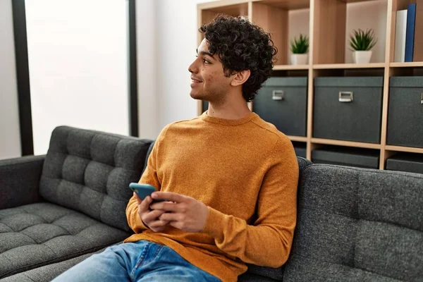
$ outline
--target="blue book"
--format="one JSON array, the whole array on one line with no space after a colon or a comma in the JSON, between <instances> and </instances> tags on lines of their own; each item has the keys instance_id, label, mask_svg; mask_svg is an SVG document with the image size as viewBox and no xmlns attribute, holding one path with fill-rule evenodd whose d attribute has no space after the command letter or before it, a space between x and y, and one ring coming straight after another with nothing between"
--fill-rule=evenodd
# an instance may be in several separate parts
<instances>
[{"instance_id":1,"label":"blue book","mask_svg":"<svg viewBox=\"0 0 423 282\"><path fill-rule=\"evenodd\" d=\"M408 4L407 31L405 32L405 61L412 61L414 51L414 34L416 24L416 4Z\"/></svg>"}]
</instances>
=====
What you need to do: Copy out every row above word for word, leaving the pictures out.

Exercise solution:
$ outline
--target="blue book"
--format="one JSON array, the whole array on one line with no space after a colon or a comma in the JSON, between <instances> and </instances> tags on lines of their own; each item has the keys instance_id, label, mask_svg; mask_svg is an SVG document with the image size as viewBox and no xmlns attribute, holding one path with fill-rule evenodd whose d attribute has no space after the command letter or before it, a space between x and y, and one ring coming straight after another with nothing between"
--fill-rule=evenodd
# an instance may be in several separate parts
<instances>
[{"instance_id":1,"label":"blue book","mask_svg":"<svg viewBox=\"0 0 423 282\"><path fill-rule=\"evenodd\" d=\"M408 4L407 31L405 32L405 61L412 61L414 51L414 34L416 24L416 4Z\"/></svg>"}]
</instances>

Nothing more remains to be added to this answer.